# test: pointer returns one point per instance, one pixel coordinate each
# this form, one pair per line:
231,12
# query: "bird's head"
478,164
□ □ □ □ □ □ □
▸ Task details: Copy every line of the rows above in order, adding 32 to each coordinate in the answers. Leave all other lines unchanged, including any sample numbers.

▸ Response to this task:
# test: pointer returns one point per instance, one pixel coordinate each
# this form, one pair per line:
231,12
# query: "bird's head"
510,196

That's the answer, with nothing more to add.